GIVEN INSTRUCTION 1: Arrange the stretch of the records from the line containing "task: provide the mask of every instance of the coastal" through the end of the records as a JSON list of strings, one string per line, with blank lines left out.

SELECTED PASSAGE:
· · · ·

DB2

SQL Query Optimization: Tips & Tricks

SQL Query optimization is a process of writing optimized SQL queries to improve database performance. It is one of the factors that affect application performance. When working with large-scale data, even the most minor change can have a dramatic impact on performance.

Top 10 ways to improve performance

Indexing: Proper indexing ensures optimal access to the database.
Column Selection: Specify the columns in SELECT query instead of SELECT* to avoid extra fetching load on the database.
Fetching data/Rows return: Always fetch limited data by coding predicate with WHERE clause.
Avoid multiple SQL requests: Minimize multiple SQL requests, try to accomodate in few requests.
Matching and Sorting records: Use EXITS() for matching if the record exists. Try to avoid sorting records in query.
Subqueries: Avoid correlated sub queries as it searches row by row, impacting the speed of SQL query processing.
Wildcards: Use wildcards (e.g. %xx%) wisely as they search the entire database for matching results.
Scalar & Arithmetic Functions: Avoid using scalar and arithmatic functions.
Loading: Use a temporary table to handle bulk data. Avoid tablespace scans.
Selecting Rows: Use the clause WHERE instead of HAVING for primary filters, ‘Fetch First xx Rows’, ‘Update where Current of Cursor’, ‘Delete Where Current of Cursor’, and ‘RIDS’, OPTIMIZE for n ROWS etc.

Let’s review this section for details about SQL query optimization considerations that can help you to maximize the performance of database applications.

SQL Query Optimization – Column Selection

Minimize the number of columns retrieved and/or updated. Extra columns increase the row size of the result set & the result will increase disk I/O and degrade performance. In addition, using SELECT * may prevent the use of covering indexes, further potentially hurting query performance. It can impact

The optimizer choosing ‘Index only’ access i.e. retrieving very few columns can encourage index-only access.
Expensiveness of any sorts.
Optimizer’s choice of join methods.

SQL Query Optimization – Rows Returned

Minimize the number of rows searched and/or returned. Code predicates to limit the result to only the rows needed. Avoid generic queries that do not have a WHERE clause.

SQL Query Optimization – Unnecessary SQL & multiple SQL requests

Consider accomplishing as much as possible with a single call, rather than multiple calls. Avoid unnecessary execution of SQL.

· · · ·

DATASET RECORDS:
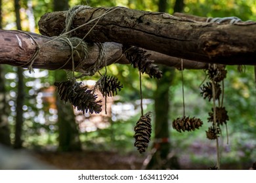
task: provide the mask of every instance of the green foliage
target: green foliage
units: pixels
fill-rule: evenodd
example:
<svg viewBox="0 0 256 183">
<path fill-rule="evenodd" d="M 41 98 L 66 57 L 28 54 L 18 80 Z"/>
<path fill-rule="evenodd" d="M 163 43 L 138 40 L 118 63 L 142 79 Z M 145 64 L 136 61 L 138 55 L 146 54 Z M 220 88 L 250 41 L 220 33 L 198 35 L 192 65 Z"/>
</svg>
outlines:
<svg viewBox="0 0 256 183">
<path fill-rule="evenodd" d="M 22 1 L 22 7 L 27 8 L 27 1 Z M 47 12 L 53 11 L 52 0 L 32 1 L 35 22 Z M 75 0 L 70 1 L 70 6 L 85 5 L 91 7 L 100 6 L 125 6 L 131 8 L 144 10 L 158 10 L 158 1 L 135 1 L 135 0 Z M 173 12 L 175 0 L 168 1 L 169 13 Z M 14 7 L 12 2 L 3 0 L 3 27 L 15 29 Z M 205 17 L 237 16 L 243 20 L 256 20 L 256 1 L 218 1 L 218 0 L 186 0 L 184 12 L 188 14 Z M 22 20 L 25 22 L 26 16 L 22 12 Z M 14 121 L 16 115 L 15 99 L 16 96 L 16 68 L 5 65 L 6 72 L 6 87 L 9 92 L 9 105 L 10 116 L 9 120 L 13 132 Z M 224 80 L 224 105 L 228 110 L 230 120 L 228 122 L 230 144 L 226 145 L 226 133 L 222 129 L 221 143 L 223 144 L 222 154 L 223 162 L 238 162 L 248 161 L 255 158 L 256 154 L 253 149 L 256 147 L 256 116 L 255 114 L 256 94 L 255 84 L 253 67 L 246 67 L 245 73 L 240 73 L 236 67 L 227 67 L 227 78 Z M 24 133 L 26 142 L 24 145 L 29 146 L 45 146 L 56 145 L 58 127 L 56 125 L 56 112 L 49 110 L 47 104 L 41 100 L 43 92 L 41 88 L 52 86 L 54 82 L 54 72 L 40 71 L 41 76 L 28 74 L 25 72 L 26 83 L 26 103 L 22 109 L 24 112 L 25 123 Z M 103 70 L 101 71 L 104 73 Z M 170 122 L 182 115 L 182 99 L 181 95 L 182 82 L 179 71 L 176 71 L 173 84 L 170 88 L 171 109 Z M 200 117 L 204 122 L 200 130 L 193 133 L 181 134 L 170 128 L 171 143 L 175 147 L 175 151 L 179 154 L 188 156 L 194 163 L 205 161 L 209 166 L 214 165 L 214 159 L 209 159 L 209 155 L 214 156 L 211 147 L 214 146 L 213 141 L 206 139 L 205 131 L 209 124 L 207 122 L 208 112 L 212 105 L 203 100 L 200 95 L 200 86 L 205 78 L 203 71 L 184 70 L 184 86 L 186 103 L 186 114 Z M 108 75 L 114 75 L 123 84 L 123 89 L 119 92 L 117 102 L 131 102 L 135 103 L 140 99 L 139 72 L 131 65 L 112 65 L 108 67 Z M 87 77 L 88 79 L 98 79 L 100 76 Z M 63 78 L 64 80 L 66 79 Z M 156 90 L 156 79 L 150 78 L 146 75 L 142 77 L 142 91 L 144 98 L 152 99 Z M 166 85 L 169 85 L 167 83 Z M 153 103 L 148 106 L 152 109 Z M 127 121 L 117 120 L 110 122 L 111 125 L 104 129 L 85 132 L 81 134 L 81 140 L 87 149 L 117 150 L 122 152 L 137 152 L 133 146 L 134 143 L 133 127 L 138 120 L 140 114 Z M 154 118 L 153 118 L 154 119 Z M 171 126 L 171 125 L 170 125 Z M 154 127 L 153 127 L 154 128 Z M 154 133 L 154 131 L 153 131 Z M 13 133 L 11 137 L 13 139 Z M 152 134 L 154 137 L 154 134 Z M 201 147 L 196 146 L 201 144 Z M 191 150 L 188 147 L 198 147 L 201 151 Z M 210 149 L 210 150 L 209 150 Z M 196 156 L 200 153 L 201 157 Z"/>
</svg>

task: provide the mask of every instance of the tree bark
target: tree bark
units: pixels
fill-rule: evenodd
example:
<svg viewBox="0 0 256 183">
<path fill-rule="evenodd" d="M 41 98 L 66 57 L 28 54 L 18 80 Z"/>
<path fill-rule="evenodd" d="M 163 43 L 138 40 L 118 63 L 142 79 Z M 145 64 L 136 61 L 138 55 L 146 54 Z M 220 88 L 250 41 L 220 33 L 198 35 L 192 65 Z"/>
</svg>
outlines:
<svg viewBox="0 0 256 183">
<path fill-rule="evenodd" d="M 56 70 L 58 68 L 72 69 L 72 61 L 66 62 L 71 56 L 70 46 L 64 41 L 37 34 L 18 31 L 0 30 L 0 64 L 27 67 L 37 50 L 39 48 L 38 55 L 33 61 L 33 67 L 48 70 Z M 71 39 L 74 46 L 79 41 Z M 107 65 L 113 63 L 127 64 L 129 61 L 122 56 L 122 44 L 116 42 L 104 44 L 107 57 Z M 38 46 L 38 48 L 37 48 Z M 78 52 L 82 51 L 81 46 L 77 48 Z M 156 64 L 163 64 L 169 67 L 181 67 L 181 59 L 171 57 L 158 52 L 148 51 L 150 59 Z M 98 56 L 98 47 L 95 44 L 89 46 L 89 58 L 86 60 L 81 71 L 92 65 Z M 80 63 L 80 58 L 74 56 L 75 66 Z M 184 59 L 186 69 L 206 69 L 208 64 L 191 60 Z M 105 63 L 102 63 L 102 67 Z"/>
<path fill-rule="evenodd" d="M 72 35 L 82 38 L 109 8 L 91 8 L 77 14 Z M 67 12 L 47 13 L 39 22 L 45 35 L 56 36 L 65 27 Z M 92 42 L 134 45 L 169 56 L 224 65 L 256 64 L 256 24 L 199 22 L 163 12 L 116 8 L 102 17 L 85 38 Z"/>
</svg>

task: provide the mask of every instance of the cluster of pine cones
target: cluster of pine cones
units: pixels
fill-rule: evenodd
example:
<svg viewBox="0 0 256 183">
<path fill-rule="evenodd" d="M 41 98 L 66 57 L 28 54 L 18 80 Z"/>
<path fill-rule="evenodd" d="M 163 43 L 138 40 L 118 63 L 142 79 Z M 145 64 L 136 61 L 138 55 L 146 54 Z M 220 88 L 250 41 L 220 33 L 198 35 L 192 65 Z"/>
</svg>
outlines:
<svg viewBox="0 0 256 183">
<path fill-rule="evenodd" d="M 210 64 L 209 69 L 207 70 L 207 75 L 210 82 L 203 84 L 201 89 L 201 95 L 203 99 L 208 99 L 209 101 L 211 99 L 220 101 L 222 90 L 220 82 L 223 82 L 226 76 L 226 70 L 225 66 L 222 65 Z M 213 99 L 213 87 L 215 90 L 215 97 Z M 213 125 L 214 121 L 214 109 L 211 109 L 212 112 L 209 112 L 209 117 L 207 118 L 209 122 L 213 122 L 212 126 L 208 128 L 206 131 L 206 137 L 210 140 L 217 139 L 221 133 L 220 125 L 226 124 L 226 122 L 229 120 L 227 114 L 228 112 L 223 107 L 215 107 L 216 114 L 216 125 Z"/>
<path fill-rule="evenodd" d="M 97 95 L 92 93 L 93 90 L 89 90 L 81 82 L 77 82 L 75 80 L 64 82 L 54 82 L 58 93 L 62 101 L 70 102 L 78 110 L 83 113 L 88 111 L 93 114 L 98 114 L 101 112 L 101 100 L 96 101 Z"/>
<path fill-rule="evenodd" d="M 199 118 L 183 116 L 173 122 L 173 127 L 181 133 L 181 131 L 194 131 L 196 129 L 199 129 L 202 124 L 203 122 Z"/>
</svg>

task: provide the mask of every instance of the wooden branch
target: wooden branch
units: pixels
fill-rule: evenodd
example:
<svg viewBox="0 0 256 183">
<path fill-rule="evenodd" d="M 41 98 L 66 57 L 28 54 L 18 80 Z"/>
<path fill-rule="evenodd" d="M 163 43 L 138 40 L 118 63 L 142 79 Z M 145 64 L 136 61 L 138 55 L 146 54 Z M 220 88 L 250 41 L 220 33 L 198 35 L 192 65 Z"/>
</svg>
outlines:
<svg viewBox="0 0 256 183">
<path fill-rule="evenodd" d="M 63 67 L 62 69 L 72 69 L 71 61 L 64 65 L 71 56 L 70 46 L 62 40 L 54 39 L 24 31 L 0 30 L 0 64 L 28 67 L 38 47 L 38 56 L 33 62 L 33 68 L 55 70 Z M 74 46 L 79 43 L 76 40 L 72 40 L 72 42 Z M 86 60 L 84 67 L 81 69 L 81 72 L 86 67 L 92 65 L 98 58 L 98 47 L 95 44 L 91 44 L 89 48 L 89 58 Z M 106 42 L 104 44 L 108 65 L 114 63 L 129 63 L 126 58 L 121 56 L 121 44 L 116 42 Z M 78 46 L 77 51 L 81 52 L 81 46 Z M 178 68 L 181 67 L 180 59 L 152 51 L 148 51 L 148 54 L 152 55 L 151 59 L 155 60 L 157 64 Z M 75 66 L 77 66 L 79 61 L 80 58 L 77 54 L 75 54 Z M 104 63 L 102 63 L 102 67 L 104 65 Z M 184 67 L 205 69 L 207 64 L 184 60 Z"/>
<path fill-rule="evenodd" d="M 74 27 L 102 15 L 109 8 L 77 14 Z M 67 12 L 47 13 L 39 22 L 43 35 L 56 36 L 65 27 Z M 73 32 L 83 37 L 96 21 Z M 173 57 L 224 65 L 256 65 L 256 24 L 199 22 L 167 13 L 119 7 L 100 19 L 86 37 L 93 42 L 134 45 Z"/>
</svg>

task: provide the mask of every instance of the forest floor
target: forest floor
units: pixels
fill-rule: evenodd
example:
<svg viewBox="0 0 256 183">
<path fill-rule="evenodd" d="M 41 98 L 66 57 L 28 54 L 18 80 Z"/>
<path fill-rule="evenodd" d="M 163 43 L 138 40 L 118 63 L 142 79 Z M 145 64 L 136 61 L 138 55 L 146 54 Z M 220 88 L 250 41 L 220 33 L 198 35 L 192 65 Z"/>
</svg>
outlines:
<svg viewBox="0 0 256 183">
<path fill-rule="evenodd" d="M 141 169 L 145 156 L 129 154 L 120 155 L 113 152 L 82 151 L 58 152 L 53 151 L 35 152 L 35 156 L 58 169 L 87 170 L 131 170 Z M 181 169 L 207 169 L 207 165 L 195 163 L 180 158 Z M 248 162 L 222 164 L 222 169 L 248 169 Z"/>
</svg>

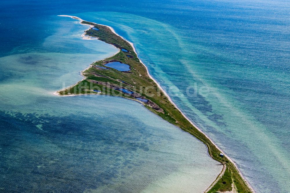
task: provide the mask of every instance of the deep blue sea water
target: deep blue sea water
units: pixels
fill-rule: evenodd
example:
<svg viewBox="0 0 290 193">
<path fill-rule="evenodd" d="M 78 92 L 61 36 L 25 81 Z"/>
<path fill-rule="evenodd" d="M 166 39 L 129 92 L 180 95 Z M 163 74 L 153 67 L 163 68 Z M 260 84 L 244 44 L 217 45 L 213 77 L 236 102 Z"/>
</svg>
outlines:
<svg viewBox="0 0 290 193">
<path fill-rule="evenodd" d="M 169 192 L 179 180 L 201 192 L 220 171 L 202 144 L 138 103 L 51 95 L 115 51 L 56 16 L 69 14 L 134 43 L 257 192 L 290 192 L 289 10 L 286 1 L 2 1 L 0 190 Z"/>
</svg>

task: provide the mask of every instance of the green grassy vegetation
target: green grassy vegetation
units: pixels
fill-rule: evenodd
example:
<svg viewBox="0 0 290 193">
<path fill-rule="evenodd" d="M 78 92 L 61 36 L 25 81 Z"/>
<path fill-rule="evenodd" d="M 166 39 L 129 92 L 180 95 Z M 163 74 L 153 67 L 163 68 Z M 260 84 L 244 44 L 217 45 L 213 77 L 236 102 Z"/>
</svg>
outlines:
<svg viewBox="0 0 290 193">
<path fill-rule="evenodd" d="M 120 50 L 113 56 L 92 64 L 89 68 L 83 72 L 82 74 L 85 77 L 84 80 L 74 86 L 59 91 L 59 94 L 97 94 L 97 92 L 94 91 L 94 90 L 97 90 L 102 92 L 98 94 L 119 96 L 136 100 L 136 98 L 141 96 L 148 100 L 147 102 L 139 102 L 152 112 L 202 141 L 207 147 L 210 156 L 226 165 L 224 174 L 208 192 L 231 190 L 233 182 L 238 192 L 252 192 L 233 164 L 226 157 L 219 156 L 221 153 L 220 150 L 184 116 L 149 77 L 146 68 L 140 62 L 136 54 L 128 42 L 113 33 L 106 26 L 87 21 L 82 23 L 94 26 L 99 30 L 97 31 L 90 29 L 86 31 L 86 35 L 97 37 L 120 49 L 125 49 L 128 52 Z M 122 72 L 104 65 L 112 61 L 127 64 L 130 66 L 131 70 L 128 72 Z M 109 69 L 102 69 L 98 66 Z M 120 88 L 128 89 L 133 92 L 133 94 L 116 90 Z"/>
</svg>

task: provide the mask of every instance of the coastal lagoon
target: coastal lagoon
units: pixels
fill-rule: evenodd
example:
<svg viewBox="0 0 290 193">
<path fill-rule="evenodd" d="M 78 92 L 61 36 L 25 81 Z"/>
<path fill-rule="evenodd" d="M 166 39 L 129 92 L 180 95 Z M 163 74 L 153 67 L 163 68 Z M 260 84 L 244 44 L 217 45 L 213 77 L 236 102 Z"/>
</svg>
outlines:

· · · ·

GIVEN INSTRUCTION 2: Pick up the SQL query optimization text where it stops and keep writing it.

TASK RESPONSE 1:
[
  "task: provide the mask of every instance of the coastal lagoon",
  "target: coastal lagoon",
  "units: pixels",
  "fill-rule: evenodd",
  "example:",
  "<svg viewBox=\"0 0 290 193\">",
  "<path fill-rule=\"evenodd\" d=\"M 78 92 L 61 36 L 25 81 Z\"/>",
  "<path fill-rule=\"evenodd\" d=\"M 166 39 L 129 92 L 180 95 Z M 163 74 L 153 67 L 163 68 Z M 260 84 L 244 44 L 217 45 L 213 77 L 236 102 Z\"/>",
  "</svg>",
  "outlines:"
]

TASK RESPONSE 2:
This is huge in the performance tuning of programs, especially batch programs because they tend to process more data. Every time an SQL call is sent to the database manager, there is overhead in sending the SQL statement to DB2, going from one address space in the operating system to the DB2 address space for SQL execution.

In general, developers need to minimize:

The number of time cursors are Opened/Closed
The number of random SQL requests (noted as synchronized reads in DB2 monitors).

SQL Query Optimization – Singleton SELECT vs Cursor

If a single row is returned – Singleton SELECT .. INTO

Outperforms a Cursor
Error when more than 1 row is returned
The row can be updated by another program after the singleton SELECT but before the subsequent UPDATE, causing a possible data integrity issue.
When a SELECT statement is used only for data retrieval – use FOR FETCH ONLY. FOR READ ONLY clause provides the same function.

If multiple rows are returned – Cursor

Requires overhead of OPEN, FETCH, and CLOSE
For Row Update: When the selected row must be retrieved first– Use FOR UPDATE OF clause with a CURSOR.

SQL Query Optimization – Sorting

Sorts can be expensive. At times an SQL query may execute multiple sorts in order to get the result set back as needed. Take a look at the DB2 to explain the tool to see if any sorting is taking place, then take a look at the SQL statement and determine if anything can be done to eliminate sorts.

DISTINCT – always results in a sort. If duplicates are to be eliminated from the result set, try: ‘Group By’ which looks to take advantage of any associated indexes to eliminate a sort for uniqueness. Rewriting the query using an ‘In’ or ‘Exists’ subquery. This will work if the table causing the duplicates (due to a one to many relationship) does not have data being returned as part of the result set.

SELECT DISTINCT E.EMPNO, E.LASTNAME 
FROM EMP E, EMPPROJACT EPA 
WHERE E.EMNO = EPA.EMPNO

Can be written as
 
SELECT E.EMPNO, E.LASTNAME
FROM EMP E, EMPPROJACT EPA 
WHERE E.EMPNO = EPA.EMPNO
GROUP BY E.EMPNO, E.LASTNAME

SELECT E.EMPNO, E.LASTNAME
FROM EMP E 
WHERE E.EMNPO IN
(SELECT EPA.EMPNO 
FROM EMPPROJACT EPA) 

SELECT E.EMPNO, E.LASTNAME
FROM EMP E 
WHERE EXISTS
(SELECT 1
FROM EMPPROJACT EPA
WHERE EPA.EMPNO = E.EMPNO)

UNION – always results in a sort.
UNION ALL – does not sort, but retains any duplicates.
ORDER BY – may be faster if columns are indexed & use it to guarantee the sequence of the data.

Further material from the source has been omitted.